§ **Supplied information**:
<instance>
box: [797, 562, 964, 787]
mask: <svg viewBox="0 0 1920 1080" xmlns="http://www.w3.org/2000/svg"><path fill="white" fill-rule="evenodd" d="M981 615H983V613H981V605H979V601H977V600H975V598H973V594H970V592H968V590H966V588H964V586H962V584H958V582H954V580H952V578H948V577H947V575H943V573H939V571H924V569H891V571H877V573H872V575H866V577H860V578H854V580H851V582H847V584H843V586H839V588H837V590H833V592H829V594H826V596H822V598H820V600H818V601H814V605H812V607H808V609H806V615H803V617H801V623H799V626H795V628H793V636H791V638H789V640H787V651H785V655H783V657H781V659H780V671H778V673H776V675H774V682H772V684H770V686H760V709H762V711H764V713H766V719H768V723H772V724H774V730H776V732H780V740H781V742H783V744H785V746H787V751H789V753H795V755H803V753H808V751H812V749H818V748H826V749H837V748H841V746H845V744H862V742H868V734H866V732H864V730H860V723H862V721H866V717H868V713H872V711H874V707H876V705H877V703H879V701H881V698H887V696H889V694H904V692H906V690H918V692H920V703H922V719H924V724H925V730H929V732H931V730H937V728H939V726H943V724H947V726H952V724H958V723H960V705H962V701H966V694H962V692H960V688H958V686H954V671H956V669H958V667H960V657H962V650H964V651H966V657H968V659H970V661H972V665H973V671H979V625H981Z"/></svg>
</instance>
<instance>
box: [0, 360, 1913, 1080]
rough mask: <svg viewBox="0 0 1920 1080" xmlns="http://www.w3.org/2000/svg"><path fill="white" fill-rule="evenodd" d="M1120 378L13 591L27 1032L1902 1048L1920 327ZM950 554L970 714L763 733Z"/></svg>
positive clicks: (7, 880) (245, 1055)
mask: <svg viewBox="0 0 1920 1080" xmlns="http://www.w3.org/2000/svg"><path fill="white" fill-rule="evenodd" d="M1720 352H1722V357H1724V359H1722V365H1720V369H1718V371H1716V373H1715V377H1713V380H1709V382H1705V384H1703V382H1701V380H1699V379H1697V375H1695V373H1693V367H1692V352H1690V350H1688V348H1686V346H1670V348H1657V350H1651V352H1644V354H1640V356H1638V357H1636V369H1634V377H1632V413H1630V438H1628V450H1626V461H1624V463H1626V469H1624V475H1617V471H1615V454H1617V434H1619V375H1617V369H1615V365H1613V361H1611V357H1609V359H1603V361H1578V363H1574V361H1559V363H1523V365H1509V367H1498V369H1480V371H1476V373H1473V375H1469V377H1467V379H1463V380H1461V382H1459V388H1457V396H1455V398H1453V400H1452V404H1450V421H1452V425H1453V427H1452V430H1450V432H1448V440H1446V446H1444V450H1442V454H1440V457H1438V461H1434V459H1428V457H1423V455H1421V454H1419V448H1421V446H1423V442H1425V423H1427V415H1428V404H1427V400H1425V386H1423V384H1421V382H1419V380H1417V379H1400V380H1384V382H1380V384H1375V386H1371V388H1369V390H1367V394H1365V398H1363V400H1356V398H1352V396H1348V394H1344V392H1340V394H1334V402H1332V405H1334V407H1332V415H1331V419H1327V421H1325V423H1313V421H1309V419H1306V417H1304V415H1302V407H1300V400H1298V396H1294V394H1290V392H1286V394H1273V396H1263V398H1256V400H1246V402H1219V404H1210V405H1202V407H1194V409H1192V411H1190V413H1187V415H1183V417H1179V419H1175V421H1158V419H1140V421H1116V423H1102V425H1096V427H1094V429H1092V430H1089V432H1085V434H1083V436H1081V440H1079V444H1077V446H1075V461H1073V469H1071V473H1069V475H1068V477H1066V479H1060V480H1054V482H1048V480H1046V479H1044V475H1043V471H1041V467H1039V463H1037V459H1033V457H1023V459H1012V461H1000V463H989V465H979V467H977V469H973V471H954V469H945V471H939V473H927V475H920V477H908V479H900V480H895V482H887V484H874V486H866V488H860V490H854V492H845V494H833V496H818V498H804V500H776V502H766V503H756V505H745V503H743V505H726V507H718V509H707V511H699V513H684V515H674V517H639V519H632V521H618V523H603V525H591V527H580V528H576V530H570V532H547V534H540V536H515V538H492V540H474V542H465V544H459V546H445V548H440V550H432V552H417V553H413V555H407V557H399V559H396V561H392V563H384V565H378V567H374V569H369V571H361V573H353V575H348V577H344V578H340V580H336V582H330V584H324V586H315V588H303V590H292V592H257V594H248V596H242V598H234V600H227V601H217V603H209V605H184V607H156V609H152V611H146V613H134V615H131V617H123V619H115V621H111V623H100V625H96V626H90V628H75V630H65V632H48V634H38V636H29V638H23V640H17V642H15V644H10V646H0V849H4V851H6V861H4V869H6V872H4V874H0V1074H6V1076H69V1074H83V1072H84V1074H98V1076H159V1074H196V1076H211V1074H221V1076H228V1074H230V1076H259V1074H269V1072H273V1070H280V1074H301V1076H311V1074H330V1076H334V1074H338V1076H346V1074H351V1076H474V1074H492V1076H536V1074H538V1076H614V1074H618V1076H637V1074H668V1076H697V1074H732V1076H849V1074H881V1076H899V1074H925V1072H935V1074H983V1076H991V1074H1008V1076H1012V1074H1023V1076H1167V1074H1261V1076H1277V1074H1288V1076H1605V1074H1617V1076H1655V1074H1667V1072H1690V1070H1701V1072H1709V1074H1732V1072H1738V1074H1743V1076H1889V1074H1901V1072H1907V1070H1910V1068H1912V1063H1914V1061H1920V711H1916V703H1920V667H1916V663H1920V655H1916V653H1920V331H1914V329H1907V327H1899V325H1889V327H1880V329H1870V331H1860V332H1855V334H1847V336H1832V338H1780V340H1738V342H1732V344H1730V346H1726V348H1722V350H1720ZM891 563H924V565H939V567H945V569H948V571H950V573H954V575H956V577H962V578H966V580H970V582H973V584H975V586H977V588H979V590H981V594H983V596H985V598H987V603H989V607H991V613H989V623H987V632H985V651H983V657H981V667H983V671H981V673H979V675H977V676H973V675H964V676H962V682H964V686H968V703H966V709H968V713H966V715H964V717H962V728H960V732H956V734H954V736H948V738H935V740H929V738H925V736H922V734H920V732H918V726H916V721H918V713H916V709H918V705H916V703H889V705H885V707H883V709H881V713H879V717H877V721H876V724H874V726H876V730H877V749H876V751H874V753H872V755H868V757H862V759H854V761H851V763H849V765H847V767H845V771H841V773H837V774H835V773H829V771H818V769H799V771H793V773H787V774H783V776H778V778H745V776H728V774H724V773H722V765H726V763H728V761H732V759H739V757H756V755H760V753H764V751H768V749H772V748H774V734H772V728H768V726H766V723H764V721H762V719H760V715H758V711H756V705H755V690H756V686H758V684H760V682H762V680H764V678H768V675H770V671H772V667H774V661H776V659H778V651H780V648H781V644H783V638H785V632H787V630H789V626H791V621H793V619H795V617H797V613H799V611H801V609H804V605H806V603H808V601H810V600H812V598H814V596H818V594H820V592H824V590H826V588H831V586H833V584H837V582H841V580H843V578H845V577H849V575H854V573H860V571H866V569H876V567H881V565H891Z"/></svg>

§ **The task**:
Starting at the line with "</instance>" and ending at the line with "rough mask: <svg", print each line of the listing above exactly, with no other lines.

§ **Output**:
</instance>
<instance>
box: [0, 360, 1913, 1080]
rough mask: <svg viewBox="0 0 1920 1080" xmlns="http://www.w3.org/2000/svg"><path fill="white" fill-rule="evenodd" d="M1120 378L13 591L27 1032L1902 1048L1920 327ZM950 554L970 714L763 733Z"/></svg>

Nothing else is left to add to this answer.